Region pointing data
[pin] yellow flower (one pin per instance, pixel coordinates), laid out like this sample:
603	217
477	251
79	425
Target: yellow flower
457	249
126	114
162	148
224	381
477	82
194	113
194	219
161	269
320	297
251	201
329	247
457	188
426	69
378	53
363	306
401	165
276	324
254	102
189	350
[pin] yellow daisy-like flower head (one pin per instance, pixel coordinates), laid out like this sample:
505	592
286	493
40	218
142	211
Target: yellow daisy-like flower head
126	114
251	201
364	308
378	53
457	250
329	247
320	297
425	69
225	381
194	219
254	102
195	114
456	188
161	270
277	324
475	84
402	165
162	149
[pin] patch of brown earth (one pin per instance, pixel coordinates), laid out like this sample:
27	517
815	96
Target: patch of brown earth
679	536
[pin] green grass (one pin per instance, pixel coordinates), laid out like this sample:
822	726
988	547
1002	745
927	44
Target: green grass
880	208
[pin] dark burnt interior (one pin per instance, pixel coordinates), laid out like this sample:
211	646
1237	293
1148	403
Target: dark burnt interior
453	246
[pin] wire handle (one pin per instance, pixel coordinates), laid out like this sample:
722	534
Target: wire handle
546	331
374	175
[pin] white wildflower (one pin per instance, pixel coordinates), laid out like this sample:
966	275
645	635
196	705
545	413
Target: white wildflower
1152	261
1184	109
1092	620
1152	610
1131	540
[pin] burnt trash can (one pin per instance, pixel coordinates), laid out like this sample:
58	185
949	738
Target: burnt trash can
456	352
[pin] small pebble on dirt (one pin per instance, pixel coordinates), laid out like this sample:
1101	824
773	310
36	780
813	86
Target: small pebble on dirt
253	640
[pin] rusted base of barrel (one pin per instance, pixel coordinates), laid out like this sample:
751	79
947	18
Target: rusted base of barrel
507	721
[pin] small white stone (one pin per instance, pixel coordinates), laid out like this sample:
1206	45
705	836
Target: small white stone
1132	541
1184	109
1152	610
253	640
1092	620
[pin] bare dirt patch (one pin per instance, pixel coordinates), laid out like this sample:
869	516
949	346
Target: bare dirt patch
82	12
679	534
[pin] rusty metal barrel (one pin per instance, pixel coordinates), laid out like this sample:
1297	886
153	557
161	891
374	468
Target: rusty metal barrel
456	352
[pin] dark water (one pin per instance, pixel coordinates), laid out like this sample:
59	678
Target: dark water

- _What you should do_: Every record needs to be reproduced exactly, with none skipped.

- _Solved exercise_:
[pin] yellow flower (one pin per instance, pixel coordinates), laid out like this sample:
603	217
477	251
79	425
Target: yellow flower
457	249
126	114
162	148
224	381
477	82
194	113
194	219
161	269
320	297
251	201
329	247
457	188
426	69
378	53
363	306
401	165
276	324
254	102
189	350
[pin] yellow daisy-like flower head (one pin per instance, pixel coordinates), laid out like this sample:
505	592
286	493
40	218
142	211
Target: yellow daisy-like flower head
126	114
251	201
364	308
378	53
457	250
329	247
320	297
425	69
225	381
194	219
254	102
195	114
456	188
161	270
277	324
475	84
402	165
162	149
[pin] patch of brown earth (one pin per instance, pixel coordinates), laid out like this sample:
27	517
815	96
Target: patch of brown earth
679	536
[pin] green grass (one pin per instance, pixel coordinates), laid out like this sample:
822	726
988	547
1002	745
927	44
Target: green grass
880	208
[pin] dark burnt interior (one pin per instance, pixel coordinates), laid out like this sample:
211	646
1237	293
1148	403
Target: dark burnt interior
453	246
[pin] wire handle (one pin per instance, pixel coordinates), laid out like this sample:
722	534
Target: wire handle
546	331
374	175
[pin] white wildflower (one pin per instance, pixel coordinates), laid out like this sample:
966	275
645	635
196	705
545	413
Target: white wildflower
1152	261
1184	109
1092	620
1152	610
1131	540
[pin] burnt trash can (one pin per instance, pixel coordinates), laid out like this sample:
58	185
949	738
Target: burnt trash can
456	352
[pin] small pebble on dirt (one pin per instance, pixel coordinates), laid out like this sample:
1101	824
773	310
36	780
813	86
Target: small pebble on dirt
253	640
[pin] rusted base of barrel (one pin per instance, pixel coordinates), laid out like this sample:
751	79
947	18
Target: rusted base of barrel
507	721
[pin] small white stone (one pin per instance, pixel coordinates), laid out like this sample:
1206	45
705	836
Target: small white stone
1132	541
1184	109
1152	610
253	640
1092	620
[pin] bare dirt patch (one pin per instance, pixel coordinates), laid out like this sample:
869	516
949	346
Target: bare dirt patch
82	12
679	534
[pin] rusty metal barrel (one pin per instance, pixel coordinates), laid out like this sample:
1297	886
153	557
161	891
374	468
Target: rusty metal barrel
456	352
[pin] dark water (one pin per instance, pixel coordinates), laid out like this sample:
59	678
Target: dark water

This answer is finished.